## Task goal
Print the section of the box-drawing thread below, starting at "2006/8/21, bill lam" and ending at "boxing is broken)".

## Source passage

2006/8/21, bill lam <[EMAIL PROTECTED]>:
June Kim wrote:
> There were a few postings on box drawing with non-ascii characters,
> especially those whose font width shown on the screen is different
> from its utf-8 encoded character's byte length. (for example, Hangul
> is shown as two-ascii-character wide and its utf-8 encoded byte length
> is 3, so the boxing is broken)
>
> It looks like solving this problem wouldn't happen quickly. Hence, I'd
> like to have a pure J boxdraw verb and modify it as to handle those
> special cases(when the character is Korean, treat it like length 2
> character, and etc). Do you have a pure J boxdraw verb?
> ----------------------------------------------------------------------
> For information about J forums see http://www.jsoftware.com/forums.htm
>
>
I guess it would be a rather difficult problem if you have text of korean mixed
with numerals/latin alphabets whose width is 1 so that alignment problem is
still there for both ascii or unicode drawing box.

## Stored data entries

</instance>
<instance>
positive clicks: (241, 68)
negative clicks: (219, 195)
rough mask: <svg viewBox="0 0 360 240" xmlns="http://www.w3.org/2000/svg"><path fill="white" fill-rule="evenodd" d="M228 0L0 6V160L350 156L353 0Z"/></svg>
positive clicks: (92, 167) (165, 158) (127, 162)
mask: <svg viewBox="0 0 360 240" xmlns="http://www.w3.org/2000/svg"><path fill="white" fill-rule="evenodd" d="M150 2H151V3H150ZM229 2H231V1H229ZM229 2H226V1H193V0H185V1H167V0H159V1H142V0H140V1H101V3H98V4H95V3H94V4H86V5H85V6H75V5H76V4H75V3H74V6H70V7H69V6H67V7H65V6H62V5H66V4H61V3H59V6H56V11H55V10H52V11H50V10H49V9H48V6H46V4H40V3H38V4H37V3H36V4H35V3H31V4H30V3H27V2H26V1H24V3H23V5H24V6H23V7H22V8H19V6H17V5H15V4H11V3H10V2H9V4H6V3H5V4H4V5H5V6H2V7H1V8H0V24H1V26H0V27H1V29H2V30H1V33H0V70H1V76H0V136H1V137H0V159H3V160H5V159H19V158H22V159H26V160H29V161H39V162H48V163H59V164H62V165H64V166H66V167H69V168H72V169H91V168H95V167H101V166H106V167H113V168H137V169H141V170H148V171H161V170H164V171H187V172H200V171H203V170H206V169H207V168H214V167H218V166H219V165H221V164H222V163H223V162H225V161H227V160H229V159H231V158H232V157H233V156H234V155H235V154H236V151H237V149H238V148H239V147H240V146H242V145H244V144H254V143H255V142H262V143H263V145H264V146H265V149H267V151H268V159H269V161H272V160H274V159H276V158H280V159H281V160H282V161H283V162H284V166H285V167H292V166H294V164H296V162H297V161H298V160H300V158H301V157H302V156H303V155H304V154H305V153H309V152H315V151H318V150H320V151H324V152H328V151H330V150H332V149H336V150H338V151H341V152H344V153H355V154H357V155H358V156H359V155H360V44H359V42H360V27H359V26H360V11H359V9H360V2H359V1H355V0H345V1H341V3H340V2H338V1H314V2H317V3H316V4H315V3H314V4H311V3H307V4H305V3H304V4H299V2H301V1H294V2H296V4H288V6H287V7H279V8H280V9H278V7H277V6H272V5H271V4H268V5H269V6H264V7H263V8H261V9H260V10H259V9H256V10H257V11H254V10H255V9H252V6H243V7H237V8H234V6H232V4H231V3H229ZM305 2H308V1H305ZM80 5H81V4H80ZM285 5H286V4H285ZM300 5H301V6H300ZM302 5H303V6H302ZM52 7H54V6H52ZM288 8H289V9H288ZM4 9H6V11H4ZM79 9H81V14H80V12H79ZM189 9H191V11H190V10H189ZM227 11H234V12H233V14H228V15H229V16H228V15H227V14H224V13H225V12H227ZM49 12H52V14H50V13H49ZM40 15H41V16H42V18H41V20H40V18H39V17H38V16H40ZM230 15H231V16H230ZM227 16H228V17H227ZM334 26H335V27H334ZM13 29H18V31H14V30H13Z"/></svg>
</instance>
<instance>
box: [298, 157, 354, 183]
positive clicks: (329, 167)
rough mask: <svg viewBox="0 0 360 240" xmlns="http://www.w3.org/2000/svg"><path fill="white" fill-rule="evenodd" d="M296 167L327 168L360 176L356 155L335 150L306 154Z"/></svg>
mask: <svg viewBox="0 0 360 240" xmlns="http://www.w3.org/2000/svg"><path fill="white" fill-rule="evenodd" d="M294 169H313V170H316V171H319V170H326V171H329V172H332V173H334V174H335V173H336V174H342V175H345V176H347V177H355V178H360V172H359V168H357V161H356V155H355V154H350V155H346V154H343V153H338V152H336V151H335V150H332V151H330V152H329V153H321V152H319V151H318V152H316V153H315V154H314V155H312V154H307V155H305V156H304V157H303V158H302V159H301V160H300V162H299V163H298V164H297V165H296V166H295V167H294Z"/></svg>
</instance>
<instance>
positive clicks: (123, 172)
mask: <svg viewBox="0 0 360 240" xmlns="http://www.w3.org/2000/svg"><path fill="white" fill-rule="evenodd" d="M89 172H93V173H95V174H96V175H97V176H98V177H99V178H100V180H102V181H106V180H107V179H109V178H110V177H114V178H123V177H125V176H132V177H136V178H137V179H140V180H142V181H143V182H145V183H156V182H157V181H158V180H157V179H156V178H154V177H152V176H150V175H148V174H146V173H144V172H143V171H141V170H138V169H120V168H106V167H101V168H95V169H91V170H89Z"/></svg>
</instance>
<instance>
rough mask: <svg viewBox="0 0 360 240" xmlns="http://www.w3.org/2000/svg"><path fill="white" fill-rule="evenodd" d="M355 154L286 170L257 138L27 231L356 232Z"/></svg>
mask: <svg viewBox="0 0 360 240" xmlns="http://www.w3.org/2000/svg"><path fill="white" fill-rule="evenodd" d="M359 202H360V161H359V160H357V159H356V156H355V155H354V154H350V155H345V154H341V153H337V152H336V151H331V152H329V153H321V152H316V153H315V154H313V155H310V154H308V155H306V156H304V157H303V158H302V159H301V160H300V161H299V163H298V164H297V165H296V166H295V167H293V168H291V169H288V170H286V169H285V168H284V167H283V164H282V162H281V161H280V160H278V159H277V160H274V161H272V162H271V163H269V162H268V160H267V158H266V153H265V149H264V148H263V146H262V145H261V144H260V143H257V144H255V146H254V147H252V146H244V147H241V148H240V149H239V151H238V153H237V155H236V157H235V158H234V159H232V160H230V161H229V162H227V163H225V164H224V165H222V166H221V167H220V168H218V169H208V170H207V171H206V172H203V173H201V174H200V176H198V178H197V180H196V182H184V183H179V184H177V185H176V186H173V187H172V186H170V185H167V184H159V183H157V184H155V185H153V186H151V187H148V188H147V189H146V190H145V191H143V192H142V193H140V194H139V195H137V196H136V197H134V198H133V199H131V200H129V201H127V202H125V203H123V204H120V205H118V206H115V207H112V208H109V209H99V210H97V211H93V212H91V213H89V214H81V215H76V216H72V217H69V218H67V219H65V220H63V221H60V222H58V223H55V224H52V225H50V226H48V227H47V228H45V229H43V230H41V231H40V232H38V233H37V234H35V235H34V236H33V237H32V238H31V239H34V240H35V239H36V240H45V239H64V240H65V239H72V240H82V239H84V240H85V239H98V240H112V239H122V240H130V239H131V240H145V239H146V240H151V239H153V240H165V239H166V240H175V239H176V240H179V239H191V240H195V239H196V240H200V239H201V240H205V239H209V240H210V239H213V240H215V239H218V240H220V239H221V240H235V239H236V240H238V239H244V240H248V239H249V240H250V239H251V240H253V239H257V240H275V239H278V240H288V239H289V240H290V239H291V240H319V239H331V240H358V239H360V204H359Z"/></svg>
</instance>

## Solution to this task
2006/8/21, bill lam <[EMAIL PROTECTED]>:
June Kim wrote:
> There were a few postings on box drawing with non-ascii characters,
> especially those whose font width shown on the screen is different
> from its utf-8 encoded character's byte length. (for example, Hangul
> is shown as two-ascii-character wide and its utf-8 encoded byte length
> is 3, so the boxing is broken)